Text segment START

One way I’m coping with breast cancer—and the side effect of
chemo brain, which causes forgetfulness and muddy thinking—is to write.
I’ve been encouraged to journal and have received several
journals as gifts (like the one on the left) from friends, but I haven’t used them yet. I’m not
ready to record all the day-to-day events about my illness. It feels too raw.
Plus the journals are so pretty, I’m saving them for happier times.
What I am doing is writing when I have energy and the mood
strikes. Mostly I write on my laptop, but I also scribble notes in raggedy notebooks.
A short story I began in January started as a romantic
mystery to read at critique group for a Valentine’s love story challenge was
titled “Time Will Tell.” Around the same time, I was invited to submit to Mysteries of the Ozarks (Vol V), a project of the Ozarks
Writers Inc. I reworked and lengthened the story to highlight the mystery aspect, and the story was accepted just before my diagnosis. A few weeks later, I was asked to
help with editing and proofreading the anthology. I agreed because when I first
started chemo treatments I was having trouble sleeping and welcomed doing
something productive. In addition to that, I was asked to become a member of the
OWI board. It has been a positive experience in every way.
In February, I rewrote and expanded my essay, “Remembering
Miss Tobin,” which was among the top ten finalist in 2014 Erma Bombeck human
interest competition, but never published. I revised and renamed the new essay, “Miss Tobin’s Special Gifts,”
and submitted it to Whispering Prairie Press for their KC Voices magazine.
Earlier this month I received an e-mail that the editor “loved” my essay asked
for permission to use it. Of course, I accepted.

Text segment END

• [Questions to answer]:
- a) Reproduce the passage of the post about writing through breast cancer from "One way I’m" up to and including "feels too raw.".
- b) In the post about writing through breast cancer, what new title was given to the revised essay "Remembering Miss Tobin"?

Provided data START

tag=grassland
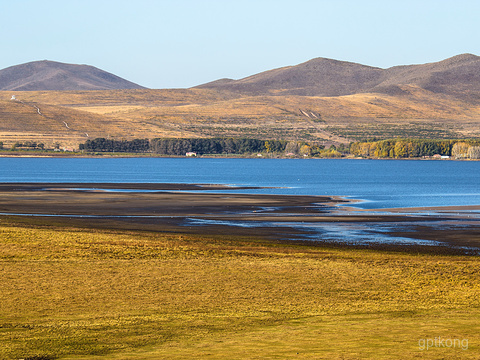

Provided data END

• [Outputs for the tasks]:
- a)
One way I’m coping with breast cancer—and the side effect of
chemo brain, which causes forgetfulness and muddy thinking—is to write.
I’ve been encouraged to journal and have received several
journals as gifts (like the one on the left) from friends, but I haven’t used them yet. I’m not
ready to record all the day-to-day events about my illness. It feels too raw.

- b) “Miss Tobin’s Special Gifts”